=== Assigned task ===
The job is to output each record again, character for character.

=== Supplied records ===
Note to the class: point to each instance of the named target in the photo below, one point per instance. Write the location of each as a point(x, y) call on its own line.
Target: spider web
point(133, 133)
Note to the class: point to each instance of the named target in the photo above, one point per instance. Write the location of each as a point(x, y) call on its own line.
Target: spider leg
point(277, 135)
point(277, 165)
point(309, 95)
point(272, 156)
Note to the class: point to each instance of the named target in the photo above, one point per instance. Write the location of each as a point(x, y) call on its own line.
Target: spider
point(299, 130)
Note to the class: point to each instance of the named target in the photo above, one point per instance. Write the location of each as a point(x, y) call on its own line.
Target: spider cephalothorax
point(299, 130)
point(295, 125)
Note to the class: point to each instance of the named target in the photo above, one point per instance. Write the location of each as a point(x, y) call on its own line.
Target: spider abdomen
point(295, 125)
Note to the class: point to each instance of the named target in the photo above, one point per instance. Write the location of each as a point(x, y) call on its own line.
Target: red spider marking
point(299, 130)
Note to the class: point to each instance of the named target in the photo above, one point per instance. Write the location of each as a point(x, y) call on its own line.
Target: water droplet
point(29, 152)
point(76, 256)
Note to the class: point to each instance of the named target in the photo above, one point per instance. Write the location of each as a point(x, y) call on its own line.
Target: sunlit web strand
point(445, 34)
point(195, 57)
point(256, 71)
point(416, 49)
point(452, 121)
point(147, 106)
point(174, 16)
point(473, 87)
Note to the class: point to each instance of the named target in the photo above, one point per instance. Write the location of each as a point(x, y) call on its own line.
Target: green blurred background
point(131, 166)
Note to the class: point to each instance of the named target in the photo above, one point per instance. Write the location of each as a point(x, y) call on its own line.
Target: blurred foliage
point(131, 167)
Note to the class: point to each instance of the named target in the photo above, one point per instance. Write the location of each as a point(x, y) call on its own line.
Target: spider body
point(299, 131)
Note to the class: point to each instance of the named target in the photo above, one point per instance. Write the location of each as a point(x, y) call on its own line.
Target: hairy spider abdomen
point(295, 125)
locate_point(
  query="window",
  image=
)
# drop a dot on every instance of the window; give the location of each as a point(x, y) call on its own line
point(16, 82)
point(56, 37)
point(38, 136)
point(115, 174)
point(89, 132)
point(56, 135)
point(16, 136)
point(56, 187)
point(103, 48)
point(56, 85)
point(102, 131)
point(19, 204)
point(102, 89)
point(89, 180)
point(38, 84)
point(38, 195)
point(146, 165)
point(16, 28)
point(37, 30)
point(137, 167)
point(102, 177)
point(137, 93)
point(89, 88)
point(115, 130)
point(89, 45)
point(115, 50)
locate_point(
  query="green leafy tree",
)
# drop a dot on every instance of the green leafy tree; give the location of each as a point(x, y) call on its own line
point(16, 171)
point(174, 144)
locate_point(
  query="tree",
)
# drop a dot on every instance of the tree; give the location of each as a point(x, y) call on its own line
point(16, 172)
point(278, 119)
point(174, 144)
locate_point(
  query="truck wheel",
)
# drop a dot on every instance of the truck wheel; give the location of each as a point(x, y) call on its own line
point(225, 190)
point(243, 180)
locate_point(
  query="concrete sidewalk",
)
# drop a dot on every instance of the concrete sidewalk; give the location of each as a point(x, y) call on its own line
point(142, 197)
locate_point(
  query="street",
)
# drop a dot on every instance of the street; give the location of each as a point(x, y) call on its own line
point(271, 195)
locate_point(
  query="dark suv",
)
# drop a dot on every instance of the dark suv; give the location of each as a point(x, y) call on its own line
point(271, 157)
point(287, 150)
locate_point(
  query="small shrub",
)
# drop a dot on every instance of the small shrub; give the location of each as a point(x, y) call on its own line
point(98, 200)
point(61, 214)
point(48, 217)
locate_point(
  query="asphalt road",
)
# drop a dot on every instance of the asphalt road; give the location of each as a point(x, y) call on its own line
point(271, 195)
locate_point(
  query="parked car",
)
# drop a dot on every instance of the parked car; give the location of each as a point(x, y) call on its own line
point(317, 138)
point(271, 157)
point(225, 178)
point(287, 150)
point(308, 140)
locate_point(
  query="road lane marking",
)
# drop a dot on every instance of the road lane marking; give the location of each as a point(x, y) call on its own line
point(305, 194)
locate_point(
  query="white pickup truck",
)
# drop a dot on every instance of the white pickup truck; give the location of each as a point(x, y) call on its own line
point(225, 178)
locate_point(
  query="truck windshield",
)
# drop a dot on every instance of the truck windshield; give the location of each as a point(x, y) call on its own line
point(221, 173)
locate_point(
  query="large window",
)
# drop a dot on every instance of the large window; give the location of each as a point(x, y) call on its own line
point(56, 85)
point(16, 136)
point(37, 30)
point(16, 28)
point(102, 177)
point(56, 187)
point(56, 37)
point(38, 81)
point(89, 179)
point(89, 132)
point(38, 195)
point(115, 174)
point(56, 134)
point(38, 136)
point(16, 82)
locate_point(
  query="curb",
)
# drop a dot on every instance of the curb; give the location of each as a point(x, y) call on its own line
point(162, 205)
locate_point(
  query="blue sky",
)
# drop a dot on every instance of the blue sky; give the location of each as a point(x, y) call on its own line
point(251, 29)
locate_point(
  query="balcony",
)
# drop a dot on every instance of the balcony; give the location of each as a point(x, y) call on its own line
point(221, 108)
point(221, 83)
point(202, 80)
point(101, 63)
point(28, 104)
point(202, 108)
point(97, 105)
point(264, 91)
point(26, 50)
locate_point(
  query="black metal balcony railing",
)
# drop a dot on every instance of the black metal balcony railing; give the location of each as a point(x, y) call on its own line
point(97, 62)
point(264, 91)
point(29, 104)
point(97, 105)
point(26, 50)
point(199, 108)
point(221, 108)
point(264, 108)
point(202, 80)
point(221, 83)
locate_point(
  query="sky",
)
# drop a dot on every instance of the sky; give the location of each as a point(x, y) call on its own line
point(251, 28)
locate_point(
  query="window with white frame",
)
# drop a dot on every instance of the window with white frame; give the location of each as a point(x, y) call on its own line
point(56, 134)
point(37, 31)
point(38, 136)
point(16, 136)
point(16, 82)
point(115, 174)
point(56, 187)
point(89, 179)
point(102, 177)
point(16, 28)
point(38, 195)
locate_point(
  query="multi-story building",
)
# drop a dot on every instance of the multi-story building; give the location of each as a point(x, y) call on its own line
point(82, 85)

=== Answer below ===
Note to the class: point to each instance of the named target in the photo below, one point per instance. Write the location of each as a point(x, y) call on its own line.
Target: spider web
point(133, 133)
Note to the class: point to each instance of the named target in the photo above, one point per instance. Write the location of each as a point(x, y) call on its own line.
Target: spider leg
point(277, 135)
point(277, 165)
point(309, 95)
point(272, 156)
Note to the class: point to each instance of the named target in the photo above, one point per instance. Write the location of each as a point(x, y) call on its own line.
Target: spider
point(299, 130)
Note to the class: point to each instance of the named target in the photo above, one point per instance. Write the location of each as a point(x, y) call on its own line.
Target: spider cephalothorax
point(299, 130)
point(295, 125)
Note to the class: point to each instance of the named target in the photo above, one point per instance. Write the location of each as a point(x, y) call on its own line.
Target: spider abdomen
point(295, 125)
Note to the class: point to each instance of the named target in the photo above, one point per instance. Write the location of each as a point(x, y) call on its own line.
Target: red spider marking
point(299, 130)
Note to the class: point to each instance of the named target in the photo above, one point per instance. Write the location of each as a point(x, y) call on its own line.
Target: water droplet
point(29, 152)
point(76, 256)
Note to the class: point to each instance of the named target in the photo above, one point per instance. Write the location of each as a point(x, y) call on its own line.
Target: sunlit web strand
point(445, 34)
point(195, 57)
point(256, 71)
point(416, 49)
point(452, 121)
point(147, 106)
point(174, 16)
point(473, 87)
Note to the class: point to each instance of the named target in the photo above, one point per instance. Write the location of each as a point(x, y) call on its own line.
Target: green blurred background
point(131, 166)
Note to the class: point to each instance of the named target in the photo above, one point per instance. Write the location of each as a point(x, y) call on its own line.
Target: blurred foliage
point(131, 167)
Note to the class: point to each instance of the named target in the photo above, one point per instance. Write the location of each as a point(x, y) call on its own line.
Target: spider body
point(299, 131)
Note to the class: point to each instance of the named target in the photo above, one point per instance. Write the location of each as a point(x, y) call on its own line.
Target: hairy spider abdomen
point(295, 125)
locate_point(
  query="window",
  image=
)
# drop a dot on every instance of the window; give the location of each as a point(x, y) call on its own line
point(16, 82)
point(56, 37)
point(38, 136)
point(115, 174)
point(89, 132)
point(56, 135)
point(16, 136)
point(56, 187)
point(103, 48)
point(56, 85)
point(102, 131)
point(19, 204)
point(102, 89)
point(89, 180)
point(38, 84)
point(38, 195)
point(146, 165)
point(16, 28)
point(37, 30)
point(137, 167)
point(102, 177)
point(137, 93)
point(89, 88)
point(115, 130)
point(89, 45)
point(115, 50)
locate_point(
  query="green leafy tree",
)
# drop a dot on every instance of the green leafy tree; give the location of each as a point(x, y) call on its own line
point(16, 171)
point(174, 144)
locate_point(
  query="tree",
)
# drop a dot on every instance of the tree; give the location of each as a point(x, y) call on its own line
point(16, 172)
point(278, 119)
point(174, 144)
locate_point(
  query="truck wheel",
)
# drop a dot on every instance of the truck wheel; give the location of each as a point(x, y) call on its own line
point(225, 190)
point(243, 180)
locate_point(
  query="concrete sidewalk",
)
# drop a dot on every instance of the concrete sidewalk; give the location of each as a point(x, y) call on its own line
point(142, 197)
locate_point(
  query="street",
)
# drop a dot on every instance of the street; give the location of each as a point(x, y) call on its own line
point(271, 195)
locate_point(
  query="dark suv",
)
# drop a dot on every instance of the dark suv; give the location of each as a point(x, y) call on its own line
point(271, 157)
point(287, 150)
locate_point(
  query="small shrub",
)
# drop a dot on every instance of the small shrub; give the location of each as a point(x, y) call on its own line
point(98, 200)
point(61, 214)
point(48, 217)
locate_point(
  query="asphalt road",
)
# drop a dot on every instance of the asphalt road; give the location of each as a point(x, y) call on its own line
point(271, 195)
locate_point(
  query="parked car",
)
# drop a dot on every instance of the parked car; give the location of each as a point(x, y) call on its own line
point(317, 138)
point(271, 157)
point(225, 178)
point(287, 150)
point(308, 140)
locate_point(
  query="road lane marking",
)
# drop a dot on every instance of the road lane marking; give the location of each as a point(x, y) call on its own line
point(305, 194)
locate_point(
  query="white pickup truck",
)
# drop a dot on every instance of the white pickup truck; give the location of each as a point(x, y) call on its own line
point(225, 178)
locate_point(
  query="truck windshield",
)
# drop a dot on every instance of the truck windshield; give the location of each as a point(x, y) call on its own line
point(221, 173)
locate_point(
  query="large window",
)
# drop a dot on every instance of the large window; give the location of each as a point(x, y) call on its own line
point(56, 85)
point(16, 136)
point(37, 30)
point(16, 28)
point(102, 177)
point(56, 187)
point(56, 37)
point(38, 81)
point(89, 179)
point(89, 132)
point(38, 195)
point(115, 174)
point(56, 134)
point(38, 136)
point(16, 82)
locate_point(
  query="curb",
)
# drop a dot on every instance of the curb; give the location of each as a point(x, y) call on its own line
point(162, 205)
locate_point(
  query="blue sky",
)
# drop a dot on every instance of the blue sky; give the location of each as a point(x, y) call on its own line
point(251, 29)
locate_point(
  query="balcony",
)
# drop a dot on every instance of the balcony; give the location of each as a point(x, y) call on its own line
point(221, 108)
point(221, 83)
point(202, 80)
point(101, 63)
point(28, 104)
point(202, 108)
point(97, 105)
point(264, 91)
point(26, 50)
locate_point(
  query="black metal balcony railing",
)
# drop a dot on every instance of the black metal balcony railing; give the location of each as a point(x, y) call on its own line
point(97, 62)
point(264, 91)
point(29, 104)
point(97, 105)
point(26, 50)
point(199, 108)
point(221, 108)
point(264, 108)
point(202, 80)
point(221, 83)
locate_point(
  query="sky",
)
# drop a dot on every instance of the sky; give the location of each as a point(x, y) call on its own line
point(251, 28)
locate_point(
  query="window with white frame",
)
# drop a dot on every instance of the window with white frame; give the location of each as a point(x, y) call on its own line
point(56, 134)
point(37, 31)
point(38, 136)
point(16, 136)
point(16, 82)
point(115, 174)
point(56, 187)
point(89, 179)
point(102, 177)
point(16, 28)
point(38, 195)
locate_point(
  query="multi-story building",
)
# drop a dot on every instance of the multi-story building; give the location of each as a point(x, y) call on its own line
point(82, 85)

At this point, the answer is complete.